Required action: Copy the records below exactly as they stand. Leave out the pictures.

[Natural language region descriptions]

===

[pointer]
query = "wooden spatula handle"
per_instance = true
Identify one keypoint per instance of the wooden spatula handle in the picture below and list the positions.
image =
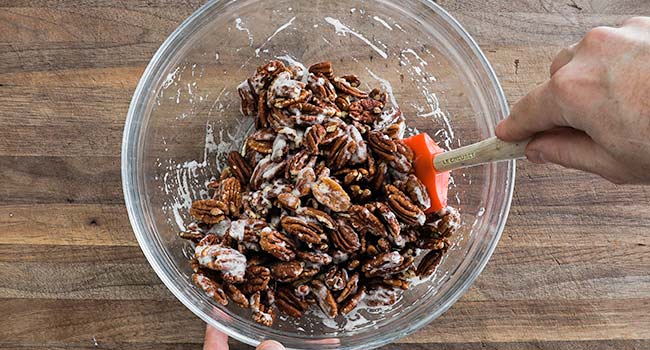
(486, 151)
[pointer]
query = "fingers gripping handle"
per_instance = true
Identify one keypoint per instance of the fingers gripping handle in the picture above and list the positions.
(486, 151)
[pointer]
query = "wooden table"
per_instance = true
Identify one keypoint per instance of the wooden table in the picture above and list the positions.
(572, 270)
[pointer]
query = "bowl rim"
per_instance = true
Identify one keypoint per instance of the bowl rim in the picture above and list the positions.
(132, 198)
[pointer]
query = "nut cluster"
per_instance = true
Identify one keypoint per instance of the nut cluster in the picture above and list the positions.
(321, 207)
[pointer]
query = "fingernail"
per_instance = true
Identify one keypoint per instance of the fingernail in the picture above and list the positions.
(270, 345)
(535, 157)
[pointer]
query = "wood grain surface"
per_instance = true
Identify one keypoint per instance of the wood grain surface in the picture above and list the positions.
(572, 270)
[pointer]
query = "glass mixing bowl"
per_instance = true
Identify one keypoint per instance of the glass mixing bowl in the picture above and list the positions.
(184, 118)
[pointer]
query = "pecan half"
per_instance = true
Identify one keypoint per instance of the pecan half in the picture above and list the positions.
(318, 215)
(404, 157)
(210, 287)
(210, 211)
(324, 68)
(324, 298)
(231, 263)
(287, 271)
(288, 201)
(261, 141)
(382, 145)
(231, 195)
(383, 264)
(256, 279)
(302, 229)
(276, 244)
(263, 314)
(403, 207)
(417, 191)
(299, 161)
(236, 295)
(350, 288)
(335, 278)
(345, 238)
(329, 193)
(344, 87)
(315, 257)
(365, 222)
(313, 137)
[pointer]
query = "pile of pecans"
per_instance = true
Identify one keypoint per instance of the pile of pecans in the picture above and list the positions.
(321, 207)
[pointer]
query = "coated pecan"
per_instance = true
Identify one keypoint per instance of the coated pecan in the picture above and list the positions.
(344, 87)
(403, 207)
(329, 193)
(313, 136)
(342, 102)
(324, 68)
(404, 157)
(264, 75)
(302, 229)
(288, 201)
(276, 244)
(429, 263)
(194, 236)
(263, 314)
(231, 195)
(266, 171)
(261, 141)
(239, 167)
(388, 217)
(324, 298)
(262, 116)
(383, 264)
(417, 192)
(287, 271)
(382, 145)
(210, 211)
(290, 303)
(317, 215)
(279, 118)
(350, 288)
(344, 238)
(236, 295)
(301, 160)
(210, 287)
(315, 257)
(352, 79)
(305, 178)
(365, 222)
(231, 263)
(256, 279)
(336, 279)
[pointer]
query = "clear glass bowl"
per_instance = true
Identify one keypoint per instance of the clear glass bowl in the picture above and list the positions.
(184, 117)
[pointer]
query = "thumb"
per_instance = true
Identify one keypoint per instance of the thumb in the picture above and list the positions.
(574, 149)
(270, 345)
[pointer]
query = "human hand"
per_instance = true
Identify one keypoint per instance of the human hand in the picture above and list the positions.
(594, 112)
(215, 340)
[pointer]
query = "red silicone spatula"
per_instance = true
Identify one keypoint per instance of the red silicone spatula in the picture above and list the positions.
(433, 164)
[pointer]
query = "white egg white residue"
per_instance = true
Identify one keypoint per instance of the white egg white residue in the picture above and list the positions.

===

Reply:
[pointer]
query = "wooden spatula handle"
per_instance = true
Identify one keypoint per instance of the wooden spatula handle in the picture below and list the positions.
image =
(486, 151)
[pointer]
query = "fingers gripping handle"
per_instance = true
Identify one keypoint per instance of the fingers gripping handle in the picture above and list the positions.
(486, 151)
[pointer]
query = "wooden table"
per_instance = true
Identify one keypoint per instance of the wooden table in the picture above and list the positions.
(572, 270)
[pointer]
query = "bowl rim"
per_instance = true
Identify one keypoint per instance of the bowl rim in the picture above and list the positions.
(132, 198)
[pointer]
query = "nut cluster"
per_instance = true
Identify one keypoint per instance of the nut cluster in the picture above and list the positions.
(321, 207)
[pointer]
query = "fingernail"
per_instance = true
Identify one keypoint per instance of the fingernail in the picture above and list the positions.
(270, 345)
(535, 157)
[pointer]
query = "wood grain surface"
per_instance = true
Identify one keypoint per instance of the wood grain surface in the picture above and list the positions.
(572, 270)
[pointer]
query = "glass mixing bowl"
per_instance = true
Identify one keypoint per instance of the glass mixing bowl in the picture above and list the positions.
(184, 118)
[pointer]
query = "pecan half"
per_instance = true
Identify one keypoint per instance of the pecan half in the picture above and list the positions.
(318, 215)
(404, 157)
(210, 287)
(210, 211)
(324, 68)
(324, 298)
(231, 263)
(287, 271)
(288, 201)
(261, 141)
(382, 145)
(231, 195)
(383, 264)
(256, 279)
(302, 229)
(276, 244)
(263, 314)
(403, 207)
(417, 191)
(299, 161)
(236, 295)
(350, 288)
(335, 278)
(345, 238)
(329, 193)
(344, 87)
(315, 257)
(365, 222)
(313, 137)
[pointer]
query = "pile of pecans"
per_instance = true
Identify one keypoint per instance of the pile of pecans in the picture above and list the positions.
(321, 207)
[pointer]
query = "coated pecan"
per_instance = true
Identify one keypoint per instance of the coated pecan in the picture above and list the positions.
(344, 87)
(403, 207)
(329, 193)
(313, 136)
(342, 102)
(324, 68)
(404, 157)
(264, 75)
(302, 229)
(288, 201)
(276, 244)
(429, 263)
(194, 236)
(263, 314)
(231, 195)
(266, 171)
(261, 141)
(239, 167)
(388, 217)
(324, 298)
(262, 116)
(383, 264)
(417, 192)
(287, 271)
(382, 145)
(210, 211)
(290, 303)
(317, 215)
(279, 118)
(350, 288)
(344, 238)
(236, 295)
(301, 160)
(210, 287)
(315, 257)
(352, 79)
(305, 178)
(365, 222)
(231, 263)
(256, 279)
(336, 279)
[pointer]
query = "clear glass bowl"
per_instance = true
Identify one keypoint per instance of the clear glass bowl in the picture above and list the positions.
(184, 117)
[pointer]
query = "thumb"
per_instance = true
Identify one keypoint per instance of the thumb in the picture above and list the positions.
(574, 149)
(270, 345)
[pointer]
query = "human hand"
per_instance = true
Identify one keypoint per instance of the human hand in the picture above and list the positions.
(594, 112)
(215, 340)
[pointer]
query = "red silicone spatula"
per_instance = true
Identify one keypoint per instance of the red silicone spatula in the picture above and list the positions.
(433, 164)
[pointer]
query = "white egg white residue"
per_instance = true
Identify one keypoint per instance of the white egg white residue in the picture above and list the positions.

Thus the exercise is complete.